#### Problems to solve:
**1.** In the encode/decode helpers text, what is required when `EncodeResult::Overflow(n)` is returned with `n > 0`?
**2.** Please list every result that the encode/decode helpers text says an `Encode`r may return.

#### Document extract:
(begin)

//! # Async Encode/Decode helpers
//!
//! For prior art, see [tokio-codec](https://crates.io/crates/tokio-codec).
//! This borrows many of the ideas that originated there, though with a simpler
//! and `no_std`-compatible approach. No allocation is strictly required by
//! implementers of the [Encode] or [Decode] traits, making them suitable for
//! embedded applications.
//!
//! ## Encoders
//!
//! Encoders are types that implement the [Encode] trait. Consumers of this
//! trait will provide an `Item` to be encoded, along with a buffer into which
//! the resulting bytes should be placed. The `Encode`r may return one of three
//! from this operation:
//!
//! * `EncodeResult::Ok(n)`: The item was successfully encodeded into the
//!   provided buffer and took `n` bytes.
//! * `EncodeResult::Err(e)`: There was an unrecoverable error encoding the
//!   item. Subsequent calls with the same item should return the same error.
//! * `EncodeResult::Overflow(n)`: The item could be encoded, but the encoded
//!   representation would overflow the buffer. If `n > 0`, then a buffer of
//!   length `n` is required to hold the serialized item.
//!

(end)

#### Extracted data:
(begin)

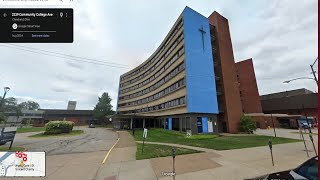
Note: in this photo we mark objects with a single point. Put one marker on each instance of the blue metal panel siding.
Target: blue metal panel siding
(200, 79)
(118, 95)
(204, 124)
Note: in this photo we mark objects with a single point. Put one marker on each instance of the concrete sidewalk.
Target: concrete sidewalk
(228, 164)
(121, 163)
(181, 146)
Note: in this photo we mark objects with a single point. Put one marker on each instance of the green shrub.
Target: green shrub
(247, 124)
(58, 127)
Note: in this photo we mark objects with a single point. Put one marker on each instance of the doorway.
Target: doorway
(199, 124)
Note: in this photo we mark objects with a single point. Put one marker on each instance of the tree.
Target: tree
(103, 107)
(3, 117)
(247, 124)
(29, 105)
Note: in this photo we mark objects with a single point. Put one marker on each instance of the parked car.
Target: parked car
(307, 170)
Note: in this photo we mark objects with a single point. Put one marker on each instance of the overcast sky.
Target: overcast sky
(281, 36)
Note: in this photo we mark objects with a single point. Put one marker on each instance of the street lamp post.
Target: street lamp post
(313, 72)
(6, 89)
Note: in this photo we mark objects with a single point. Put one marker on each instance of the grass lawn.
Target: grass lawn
(155, 150)
(5, 148)
(30, 129)
(73, 133)
(304, 133)
(209, 141)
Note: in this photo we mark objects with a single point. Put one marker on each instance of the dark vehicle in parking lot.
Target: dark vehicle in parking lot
(307, 170)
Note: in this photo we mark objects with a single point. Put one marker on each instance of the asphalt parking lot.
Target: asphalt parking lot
(93, 139)
(70, 158)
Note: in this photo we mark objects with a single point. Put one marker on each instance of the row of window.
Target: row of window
(180, 24)
(156, 96)
(169, 76)
(180, 38)
(169, 104)
(166, 66)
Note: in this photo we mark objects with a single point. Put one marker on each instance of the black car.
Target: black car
(307, 170)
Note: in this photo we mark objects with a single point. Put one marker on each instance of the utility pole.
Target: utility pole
(275, 134)
(6, 89)
(313, 72)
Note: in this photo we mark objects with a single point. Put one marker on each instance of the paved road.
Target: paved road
(94, 139)
(70, 158)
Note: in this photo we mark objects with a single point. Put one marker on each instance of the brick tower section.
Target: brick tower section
(249, 93)
(233, 107)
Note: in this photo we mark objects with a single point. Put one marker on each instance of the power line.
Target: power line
(73, 58)
(69, 55)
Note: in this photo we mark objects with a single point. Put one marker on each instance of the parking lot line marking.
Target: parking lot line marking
(106, 157)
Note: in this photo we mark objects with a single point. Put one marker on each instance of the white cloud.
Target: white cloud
(280, 36)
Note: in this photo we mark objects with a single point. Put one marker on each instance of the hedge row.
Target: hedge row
(58, 127)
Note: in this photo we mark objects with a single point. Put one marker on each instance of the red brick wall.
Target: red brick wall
(249, 93)
(231, 93)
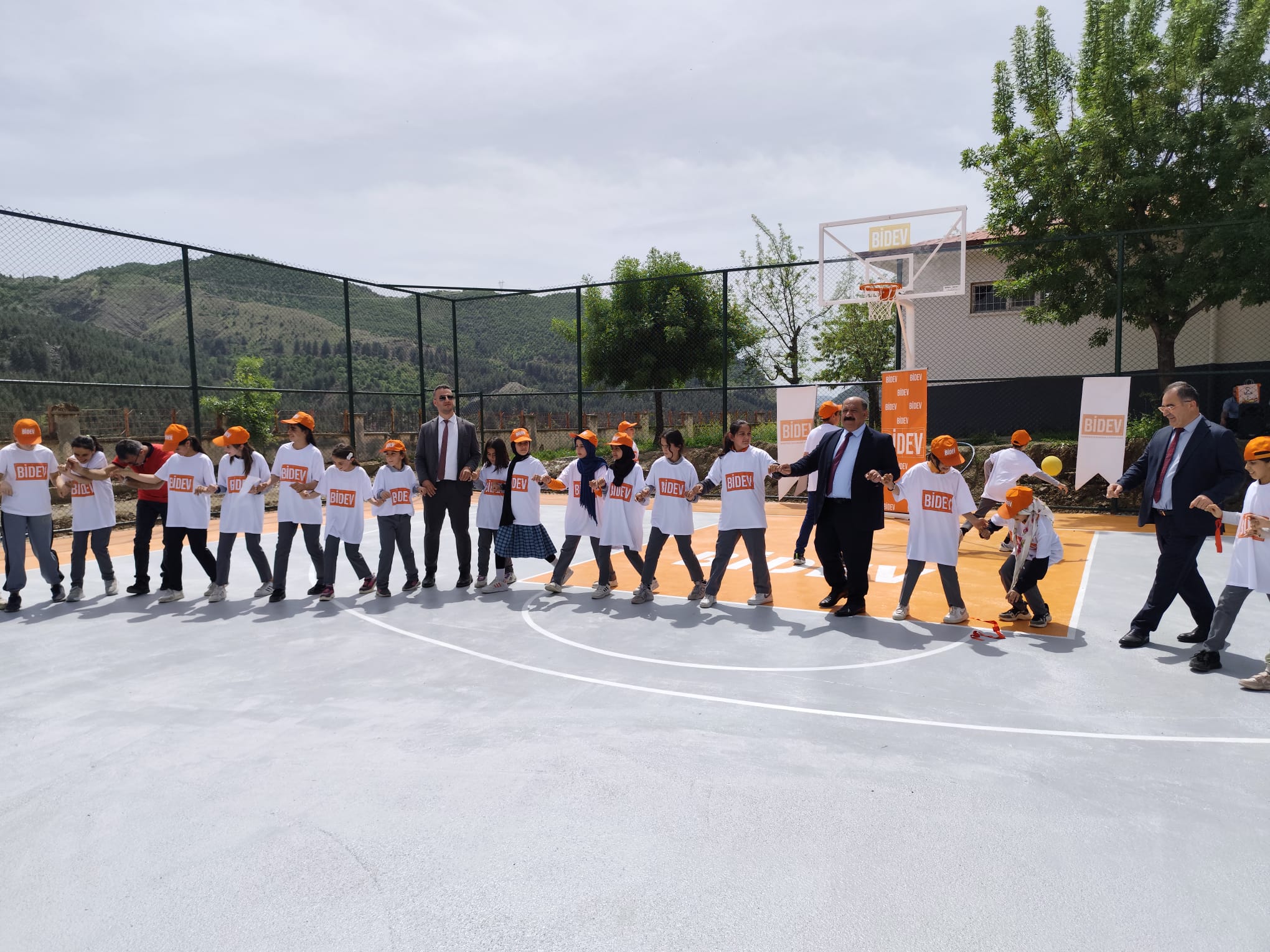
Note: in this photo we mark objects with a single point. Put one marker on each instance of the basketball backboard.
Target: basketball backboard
(924, 251)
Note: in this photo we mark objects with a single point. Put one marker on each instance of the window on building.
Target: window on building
(986, 300)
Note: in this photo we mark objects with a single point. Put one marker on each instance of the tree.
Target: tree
(1152, 129)
(855, 348)
(780, 300)
(656, 334)
(253, 406)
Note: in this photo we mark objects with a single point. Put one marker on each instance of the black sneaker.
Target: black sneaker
(1205, 660)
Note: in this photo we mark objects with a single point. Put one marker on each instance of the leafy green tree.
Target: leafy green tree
(781, 302)
(852, 347)
(1156, 126)
(656, 334)
(252, 406)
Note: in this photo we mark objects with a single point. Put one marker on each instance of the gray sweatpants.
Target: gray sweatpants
(756, 548)
(1227, 607)
(17, 530)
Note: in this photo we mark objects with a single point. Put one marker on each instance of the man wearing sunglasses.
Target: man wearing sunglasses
(446, 457)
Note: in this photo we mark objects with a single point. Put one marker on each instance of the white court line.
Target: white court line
(1085, 583)
(824, 712)
(527, 616)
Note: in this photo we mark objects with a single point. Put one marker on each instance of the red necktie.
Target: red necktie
(1164, 466)
(837, 459)
(445, 445)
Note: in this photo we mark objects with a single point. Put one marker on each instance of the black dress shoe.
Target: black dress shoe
(850, 610)
(834, 598)
(1205, 660)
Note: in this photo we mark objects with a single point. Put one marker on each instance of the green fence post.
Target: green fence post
(189, 338)
(348, 358)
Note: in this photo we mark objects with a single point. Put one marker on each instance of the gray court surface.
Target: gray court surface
(529, 772)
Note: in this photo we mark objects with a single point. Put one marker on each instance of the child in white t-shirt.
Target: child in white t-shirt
(520, 526)
(938, 497)
(583, 506)
(27, 467)
(1035, 548)
(242, 477)
(191, 480)
(740, 472)
(393, 494)
(1250, 562)
(670, 480)
(85, 482)
(347, 489)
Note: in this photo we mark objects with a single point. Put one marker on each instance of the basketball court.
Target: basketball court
(530, 771)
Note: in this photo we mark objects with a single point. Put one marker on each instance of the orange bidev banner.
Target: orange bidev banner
(903, 417)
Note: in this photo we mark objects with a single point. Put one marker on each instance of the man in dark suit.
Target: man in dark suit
(446, 459)
(1187, 466)
(849, 464)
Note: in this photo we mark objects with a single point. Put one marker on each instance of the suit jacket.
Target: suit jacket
(877, 452)
(1211, 465)
(426, 450)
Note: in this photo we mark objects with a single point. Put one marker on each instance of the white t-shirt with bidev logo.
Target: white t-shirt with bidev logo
(346, 497)
(400, 485)
(294, 466)
(740, 477)
(183, 474)
(936, 503)
(27, 471)
(242, 512)
(526, 493)
(92, 500)
(672, 513)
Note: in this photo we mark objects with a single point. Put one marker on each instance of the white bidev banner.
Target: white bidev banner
(1104, 413)
(796, 406)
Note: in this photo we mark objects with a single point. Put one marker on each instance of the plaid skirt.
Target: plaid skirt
(524, 543)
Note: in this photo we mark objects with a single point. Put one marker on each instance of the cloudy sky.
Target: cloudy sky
(484, 142)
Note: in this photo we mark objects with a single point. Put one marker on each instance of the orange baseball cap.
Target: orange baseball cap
(946, 452)
(1018, 498)
(27, 432)
(303, 419)
(1258, 449)
(233, 437)
(173, 436)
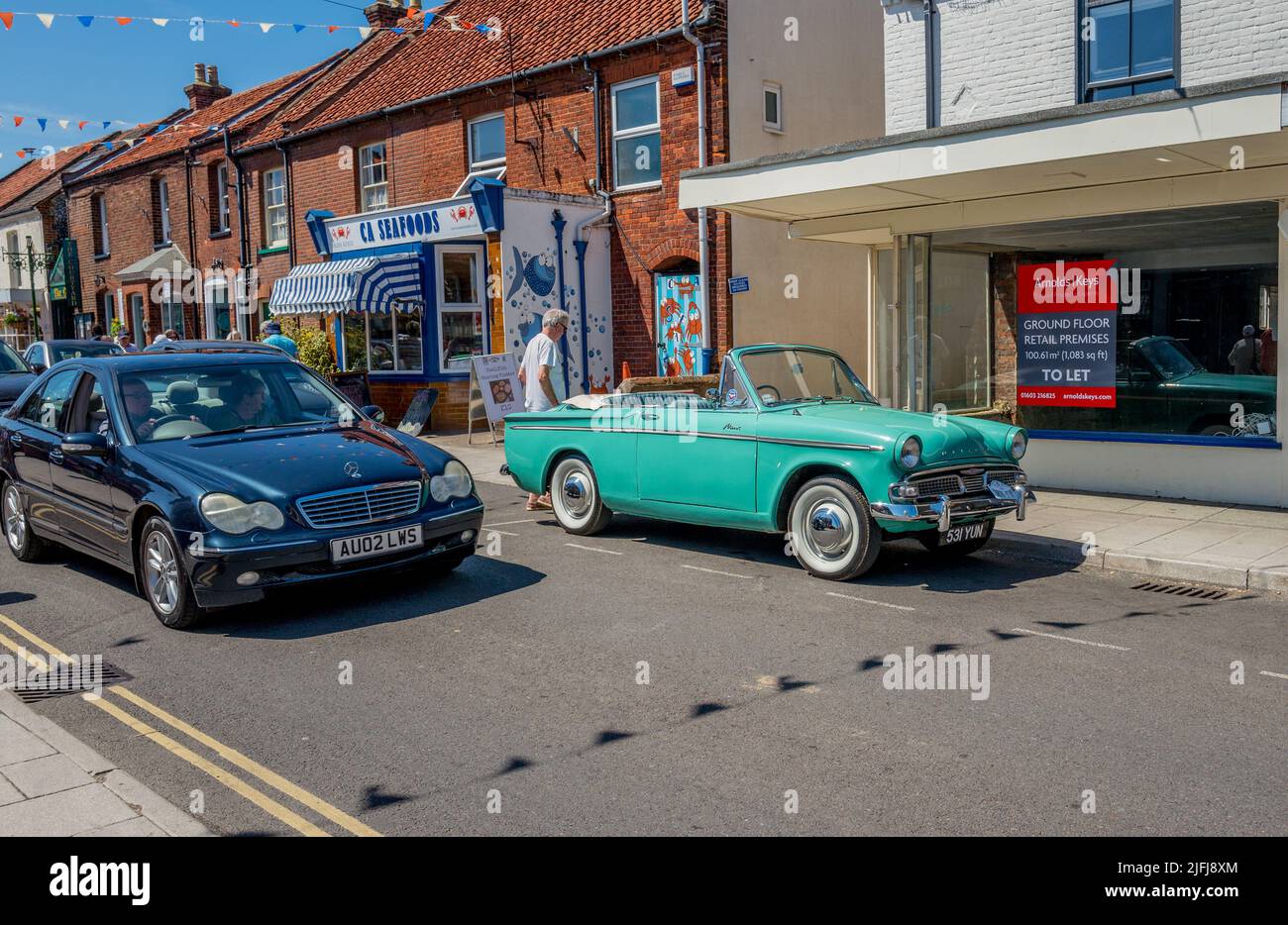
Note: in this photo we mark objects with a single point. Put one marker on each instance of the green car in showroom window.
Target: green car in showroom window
(793, 442)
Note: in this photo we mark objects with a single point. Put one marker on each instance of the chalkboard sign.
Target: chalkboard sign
(417, 412)
(353, 385)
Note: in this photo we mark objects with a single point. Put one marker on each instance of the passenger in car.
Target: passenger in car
(244, 403)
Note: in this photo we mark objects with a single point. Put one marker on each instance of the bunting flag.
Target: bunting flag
(452, 24)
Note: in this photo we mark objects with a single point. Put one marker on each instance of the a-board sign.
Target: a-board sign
(353, 385)
(500, 390)
(419, 411)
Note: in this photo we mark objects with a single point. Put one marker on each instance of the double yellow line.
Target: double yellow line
(228, 754)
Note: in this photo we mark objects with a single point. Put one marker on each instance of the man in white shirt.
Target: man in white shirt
(541, 373)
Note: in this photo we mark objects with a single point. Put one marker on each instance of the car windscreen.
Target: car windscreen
(791, 375)
(11, 360)
(196, 401)
(76, 351)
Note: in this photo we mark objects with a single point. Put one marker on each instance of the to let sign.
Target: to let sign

(end)

#### Results:
**1.** A buffer of length `n` is required to hold the serialized item.

**2.**
- `EncodeResult::Ok(n)`
- `EncodeResult::Err(e)`
- `EncodeResult::Overflow(n)`